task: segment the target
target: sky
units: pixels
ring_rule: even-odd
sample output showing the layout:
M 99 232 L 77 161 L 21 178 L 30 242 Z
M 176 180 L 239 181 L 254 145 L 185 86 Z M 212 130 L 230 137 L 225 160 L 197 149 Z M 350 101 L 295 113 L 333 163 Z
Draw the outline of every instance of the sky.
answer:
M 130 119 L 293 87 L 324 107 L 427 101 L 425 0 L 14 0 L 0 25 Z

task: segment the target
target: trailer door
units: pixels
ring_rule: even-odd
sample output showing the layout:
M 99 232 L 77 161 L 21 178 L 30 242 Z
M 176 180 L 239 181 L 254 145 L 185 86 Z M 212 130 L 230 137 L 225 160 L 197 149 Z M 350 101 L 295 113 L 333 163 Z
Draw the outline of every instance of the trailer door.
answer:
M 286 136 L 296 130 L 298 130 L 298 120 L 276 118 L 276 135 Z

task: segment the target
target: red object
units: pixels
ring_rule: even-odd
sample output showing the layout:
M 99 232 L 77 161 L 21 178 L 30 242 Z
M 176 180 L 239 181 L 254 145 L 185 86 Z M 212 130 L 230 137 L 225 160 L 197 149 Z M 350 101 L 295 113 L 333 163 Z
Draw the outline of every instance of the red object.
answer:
══════════════════════════════
■ **Your objective**: All the entries are to be set down exactly as they appear.

■ **Answer to the problem**:
task: segment the target
target: sky
units: pixels
ring_rule: even-odd
sample output showing the layout:
M 99 232 L 77 161 L 21 178 L 30 242 Z
M 176 180 L 239 181 L 254 145 L 185 86 Z M 212 130 L 230 137 L 225 160 L 197 149 Z M 350 101 L 295 113 L 333 163 Z
Draw the outline of every instance of the sky.
answer:
M 130 119 L 293 87 L 324 107 L 427 101 L 425 0 L 14 0 L 0 25 Z

task: segment the target
target: trailer door
units: pixels
ring_rule: even-odd
sample output showing the layout:
M 99 232 L 77 161 L 21 178 L 30 242 Z
M 176 180 L 239 181 L 254 145 L 185 86 Z M 212 130 L 230 137 L 225 160 L 197 149 Z M 350 101 L 295 113 L 333 163 Z
Draw the outline of every instance of the trailer door.
answer:
M 286 136 L 296 130 L 298 130 L 298 120 L 276 118 L 276 135 Z

task: segment the target
target: red object
units: pixels
ring_rule: even-odd
sample output showing the layout:
M 99 232 L 77 161 L 21 178 L 30 242 Z
M 176 180 L 239 181 L 254 145 L 185 86 Z M 212 130 L 230 137 L 225 160 L 197 149 Z M 350 101 L 295 113 L 333 163 Z
Draw the outline of every instance of the red object.
answer:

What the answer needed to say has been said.